**Direction:**
Transcribe the passage on hashtag recommendation word for word, from "Other related methods" to "hashtag recommendation approach.".

— START Article —

In some ways, hashtag recommendation is similar to a typical text classification problem 
and various algorithms from regression and classification analysis might be applied here 
[7][18]. Other studies focus on classification of short-text documents but commonly use 
only a limited number of features. Therefore they almost always degrade if we consider 
each hashtag as a separate class. The main reason for this is the obvious obstacles of 
maintaining and processing an exceedingly big number of classes [2] [8]. 

Other related methods for hashtag recommendation are based on measuring the similarity 
of tweets. Zangerle[5] and Godin[6] have several recommendation approaches based 
on TF-IDF methods and feature vectors for each tweet. Also, several papers have been 
published on recommending hashtags by using external meta data sources such as 
WordNet and Wikipedia to build context which could be applied to the text of post 
[11][15]. A study by Kharibi[4] considers a tweet as a set of words and measures a 
relevance between the words by aggregating all relevance scores which are computed 
from a co-occurrence graph. Feng's research [16] develops and expands this approach 
both with variety of optimizations and improvements and by processing a user's personal 
information. In this paper, we apply concepts from these papers to develop our own 
hashtag recommendation approach.

— END Article —
— START Data entries —

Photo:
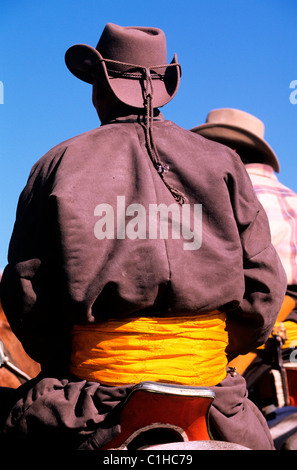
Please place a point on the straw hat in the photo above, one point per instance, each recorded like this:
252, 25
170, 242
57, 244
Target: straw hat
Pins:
128, 57
232, 126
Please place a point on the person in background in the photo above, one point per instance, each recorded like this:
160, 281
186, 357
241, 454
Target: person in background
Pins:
244, 133
92, 292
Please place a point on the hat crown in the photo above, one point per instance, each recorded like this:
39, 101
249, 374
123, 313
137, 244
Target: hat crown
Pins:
237, 118
142, 46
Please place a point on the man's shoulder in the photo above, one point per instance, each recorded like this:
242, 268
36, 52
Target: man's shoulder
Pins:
209, 148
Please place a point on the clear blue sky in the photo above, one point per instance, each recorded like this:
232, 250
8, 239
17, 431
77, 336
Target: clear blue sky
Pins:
234, 53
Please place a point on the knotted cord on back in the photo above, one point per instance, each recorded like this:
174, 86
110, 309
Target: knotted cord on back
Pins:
147, 77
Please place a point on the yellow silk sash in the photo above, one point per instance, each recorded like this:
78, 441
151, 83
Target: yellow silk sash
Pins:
188, 350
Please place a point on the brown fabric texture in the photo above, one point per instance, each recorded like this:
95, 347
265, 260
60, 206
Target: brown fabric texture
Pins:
60, 274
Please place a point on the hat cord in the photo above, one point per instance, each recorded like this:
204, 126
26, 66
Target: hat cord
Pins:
162, 168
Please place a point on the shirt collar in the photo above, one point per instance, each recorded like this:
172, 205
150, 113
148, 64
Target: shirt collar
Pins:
261, 169
133, 118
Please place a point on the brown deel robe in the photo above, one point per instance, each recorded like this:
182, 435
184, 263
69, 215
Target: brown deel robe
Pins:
59, 273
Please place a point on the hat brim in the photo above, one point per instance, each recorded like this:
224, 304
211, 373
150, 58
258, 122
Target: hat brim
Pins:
82, 61
237, 135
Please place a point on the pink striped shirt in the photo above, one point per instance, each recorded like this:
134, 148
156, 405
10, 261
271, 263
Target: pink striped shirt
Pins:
280, 204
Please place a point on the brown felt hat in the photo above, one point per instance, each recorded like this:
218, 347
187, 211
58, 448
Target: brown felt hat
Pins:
128, 55
233, 126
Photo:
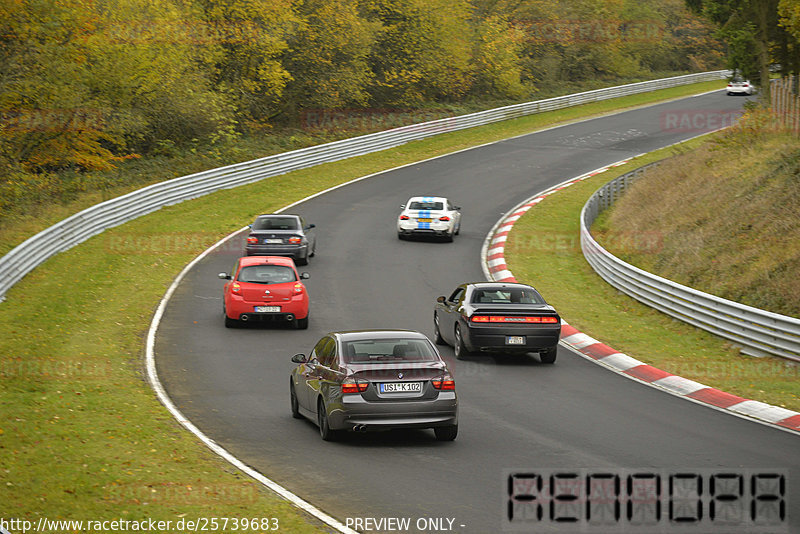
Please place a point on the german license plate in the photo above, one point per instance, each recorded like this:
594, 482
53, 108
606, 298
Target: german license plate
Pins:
401, 387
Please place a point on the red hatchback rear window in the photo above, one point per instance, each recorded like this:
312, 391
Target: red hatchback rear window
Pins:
267, 274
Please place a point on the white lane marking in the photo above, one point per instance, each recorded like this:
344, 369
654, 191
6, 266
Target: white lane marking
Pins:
764, 411
680, 385
579, 340
620, 362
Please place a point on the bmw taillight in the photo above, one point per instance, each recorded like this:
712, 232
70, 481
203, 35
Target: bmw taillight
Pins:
351, 385
444, 383
513, 319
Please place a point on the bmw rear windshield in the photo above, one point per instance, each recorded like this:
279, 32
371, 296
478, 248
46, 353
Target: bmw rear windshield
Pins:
276, 223
388, 350
433, 206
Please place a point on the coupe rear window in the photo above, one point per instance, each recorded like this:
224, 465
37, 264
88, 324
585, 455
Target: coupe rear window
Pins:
276, 223
388, 350
426, 206
506, 296
267, 274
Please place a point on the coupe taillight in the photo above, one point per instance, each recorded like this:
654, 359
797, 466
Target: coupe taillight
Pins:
513, 319
444, 383
354, 386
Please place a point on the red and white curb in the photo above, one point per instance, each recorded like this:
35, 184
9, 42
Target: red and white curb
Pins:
495, 268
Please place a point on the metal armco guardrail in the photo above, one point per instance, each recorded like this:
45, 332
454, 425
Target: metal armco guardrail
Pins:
757, 332
92, 221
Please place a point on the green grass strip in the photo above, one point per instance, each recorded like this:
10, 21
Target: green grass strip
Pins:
543, 249
82, 435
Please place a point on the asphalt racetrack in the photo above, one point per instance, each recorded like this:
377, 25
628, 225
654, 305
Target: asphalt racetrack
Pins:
515, 413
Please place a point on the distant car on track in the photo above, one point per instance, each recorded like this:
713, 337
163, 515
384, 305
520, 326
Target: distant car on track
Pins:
282, 235
497, 317
374, 380
737, 86
432, 216
265, 288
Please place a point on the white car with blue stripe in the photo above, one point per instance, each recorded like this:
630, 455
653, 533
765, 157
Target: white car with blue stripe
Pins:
433, 216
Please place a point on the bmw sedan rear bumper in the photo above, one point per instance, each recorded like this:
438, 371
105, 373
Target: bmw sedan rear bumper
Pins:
383, 415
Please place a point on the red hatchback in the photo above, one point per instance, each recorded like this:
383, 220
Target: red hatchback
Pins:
265, 288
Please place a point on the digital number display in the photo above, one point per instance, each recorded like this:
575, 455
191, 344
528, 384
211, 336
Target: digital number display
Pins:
646, 500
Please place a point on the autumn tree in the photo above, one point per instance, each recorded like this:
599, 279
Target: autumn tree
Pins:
423, 53
248, 39
751, 30
328, 55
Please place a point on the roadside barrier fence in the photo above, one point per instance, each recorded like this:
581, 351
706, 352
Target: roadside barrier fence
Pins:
757, 332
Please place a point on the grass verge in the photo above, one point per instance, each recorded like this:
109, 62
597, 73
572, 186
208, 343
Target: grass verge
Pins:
82, 435
732, 206
555, 265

— END Data entries —

**Response for this exercise:**
Other related methods for hashtag recommendation are based on measuring the similarity 
of tweets. Zangerle[5] and Godin[6] have several recommendation approaches based 
on TF-IDF methods and feature vectors for each tweet. Also, several papers have been 
published on recommending hashtags by using external meta data sources such as 
WordNet and Wikipedia to build context which could be applied to the text of post 
[11][15]. A study by Kharibi[4] considers a tweet as a set of words and measures a 
relevance between the words by aggregating all relevance scores which are computed 
from a co-occurrence graph. Feng's research [16] develops and expands this approach 
both with variety of optimizations and improvements and by processing a user's personal 
information. In this paper, we apply concepts from these papers to develop our own 
hashtag recommendation approach.